Passage to read ▸
Here, we present detailed proofs of our main results within the given context.

Lemma 6.1

For \( 1 \le j \le 2m\),

$$ b_{j} = \left\{ {\begin{array}{*{20}l} {\frac{12 + 3\sqrt 6 }{{16}}\left( {\frac{\sqrt 3 + \sqrt 2 }{3}} \right)^{j} + \frac{12 - 3\sqrt 6 }{{16}}\left( {\frac{\sqrt 3 - \sqrt 2 }{3}} \right)^{j} } \hfill & {{\text{if}}\;j\;{\text{is}}\;{\text{even}}} \hfill \\ {\frac{4\sqrt 3 + 3\sqrt 3 }{8}\left( {\frac{\sqrt 3 + \sqrt 2 }{3}} \right)^{j} + \frac{4\sqrt 3 - 3\sqrt 3 }{8}\left( {\frac{\sqrt 3 - \sqrt 2 }{3}} \right)^{j} } \hfill & {{\text{if}}\;j\;{\text{is}}\;{\text{odd}}} \hfill \\ \end{array} } \right.. $$

Proof

Since, it is easy to see that \( b_{1} = \frac{1}{2}\), \( b_{2} = \frac{4}{3},\;b_{3} = \frac{29}{{18}}\). For \(3 \le j \le 2m ,\) expanding \({\text{det}}B_{i}\) by its last row gives

$$ b_{j} = \left\{ {\begin{array}{*{20}l} {b_{j - 1} - \frac{1}{9}b_{j - 2} ,} \hfill & {{\text{if}}\;j\;{\text{is}}\;{\text{even}};} \hfill \\ {\frac{4}{3}q_{j - 1} - \frac{1}{9}q_{j - 2} ,} \hfill & {{\text{if}}\;j\;{\text{is}}\;{\text{odd}}.} \hfill \\ \end{array} } \right. $$

Without loss of generality, we assume that \(c_{j} = b_{2j}\) for \(1 \le j \le m\), let \(d_{j} = b_{2i + 1} \) for \(1 \le j \le m - 1\). Furthermore, \(c_{1} = \frac{4}{3},d_{1} = \frac{29}{{18}}\) for so,

$$ \left\{ {\begin{array}{*{20}l} {c_{j} = d_{j - 1} - \frac{1}{9}c_{j - 1} ,} \hfill \\ {d_{j} = \frac{4}{3}c_{j} - \frac{1}{9}d_{j - 1} .} \hfill \\ \end{array} } \right. $$

(2)

Dataset excerpts ▸
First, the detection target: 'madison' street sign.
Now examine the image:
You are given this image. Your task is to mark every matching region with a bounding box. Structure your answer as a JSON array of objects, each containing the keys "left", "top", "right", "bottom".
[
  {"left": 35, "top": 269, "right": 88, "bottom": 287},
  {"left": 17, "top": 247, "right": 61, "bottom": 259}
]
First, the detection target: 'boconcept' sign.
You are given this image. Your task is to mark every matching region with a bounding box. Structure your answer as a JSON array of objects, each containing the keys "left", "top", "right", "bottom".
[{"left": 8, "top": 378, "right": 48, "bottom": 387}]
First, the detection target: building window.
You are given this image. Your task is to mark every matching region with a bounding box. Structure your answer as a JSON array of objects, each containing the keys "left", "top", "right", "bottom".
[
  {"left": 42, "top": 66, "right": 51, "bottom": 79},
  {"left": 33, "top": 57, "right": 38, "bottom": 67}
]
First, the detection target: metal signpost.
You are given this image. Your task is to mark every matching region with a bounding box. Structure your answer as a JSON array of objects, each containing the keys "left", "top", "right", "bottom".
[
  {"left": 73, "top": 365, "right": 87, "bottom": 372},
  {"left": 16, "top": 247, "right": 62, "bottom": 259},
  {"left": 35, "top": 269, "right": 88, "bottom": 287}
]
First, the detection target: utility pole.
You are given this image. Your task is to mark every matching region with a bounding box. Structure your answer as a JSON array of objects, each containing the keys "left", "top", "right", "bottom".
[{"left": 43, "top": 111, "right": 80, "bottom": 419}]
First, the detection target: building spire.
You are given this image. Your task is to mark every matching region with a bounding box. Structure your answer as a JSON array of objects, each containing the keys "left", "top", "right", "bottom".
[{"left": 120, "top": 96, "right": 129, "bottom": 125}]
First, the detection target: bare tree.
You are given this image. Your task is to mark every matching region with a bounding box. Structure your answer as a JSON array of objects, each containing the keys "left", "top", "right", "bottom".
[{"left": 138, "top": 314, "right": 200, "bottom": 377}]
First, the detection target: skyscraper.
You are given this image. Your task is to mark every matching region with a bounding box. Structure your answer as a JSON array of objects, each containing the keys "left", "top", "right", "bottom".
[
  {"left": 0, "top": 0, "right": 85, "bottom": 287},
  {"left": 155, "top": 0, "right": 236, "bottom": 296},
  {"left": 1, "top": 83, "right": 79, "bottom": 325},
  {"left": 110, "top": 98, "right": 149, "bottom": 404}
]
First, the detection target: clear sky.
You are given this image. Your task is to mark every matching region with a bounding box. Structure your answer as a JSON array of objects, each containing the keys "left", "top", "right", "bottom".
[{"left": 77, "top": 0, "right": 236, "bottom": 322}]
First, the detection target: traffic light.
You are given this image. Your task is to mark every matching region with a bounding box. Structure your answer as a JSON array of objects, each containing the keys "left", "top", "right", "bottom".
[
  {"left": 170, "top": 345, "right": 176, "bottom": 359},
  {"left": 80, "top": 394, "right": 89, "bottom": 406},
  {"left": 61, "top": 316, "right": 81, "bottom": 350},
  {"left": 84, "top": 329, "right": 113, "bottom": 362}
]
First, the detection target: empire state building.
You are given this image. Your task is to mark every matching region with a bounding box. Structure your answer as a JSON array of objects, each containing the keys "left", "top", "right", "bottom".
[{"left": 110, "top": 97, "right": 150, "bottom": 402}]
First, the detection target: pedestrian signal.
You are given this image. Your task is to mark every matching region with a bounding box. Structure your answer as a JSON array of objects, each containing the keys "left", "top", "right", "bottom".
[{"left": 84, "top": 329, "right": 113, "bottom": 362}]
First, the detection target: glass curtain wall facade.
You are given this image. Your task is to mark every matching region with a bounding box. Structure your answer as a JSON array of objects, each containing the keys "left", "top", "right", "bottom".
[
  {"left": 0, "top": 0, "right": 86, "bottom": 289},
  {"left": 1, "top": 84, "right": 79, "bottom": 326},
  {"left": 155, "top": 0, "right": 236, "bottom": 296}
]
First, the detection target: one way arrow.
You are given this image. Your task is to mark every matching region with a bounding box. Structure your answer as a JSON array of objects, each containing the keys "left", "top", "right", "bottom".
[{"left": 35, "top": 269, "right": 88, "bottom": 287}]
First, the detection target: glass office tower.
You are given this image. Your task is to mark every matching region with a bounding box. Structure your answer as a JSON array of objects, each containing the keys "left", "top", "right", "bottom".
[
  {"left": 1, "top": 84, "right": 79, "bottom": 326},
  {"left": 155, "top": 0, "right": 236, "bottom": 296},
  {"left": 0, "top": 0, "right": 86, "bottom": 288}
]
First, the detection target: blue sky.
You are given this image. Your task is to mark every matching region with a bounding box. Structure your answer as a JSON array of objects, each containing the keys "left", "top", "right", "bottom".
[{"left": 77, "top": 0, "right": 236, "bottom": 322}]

Stated task ▸ Please summarize the lemma proof above in two sentences.

Solution for this problem ▸ The text states Lemma 6.1, which gives a closed-form expression for b_j when 1 ≤ j ≤ 2m, with one formula for even j and another for odd j. The proof gives the starting values b_1 = 1/2, b_2 = 4/3 and b_3 = 29/18, gets a recurrence by expanding a determinant along its last row, and then introduces c_j = b_{2j} and d_j, which satisfy a pair of linked recurrences.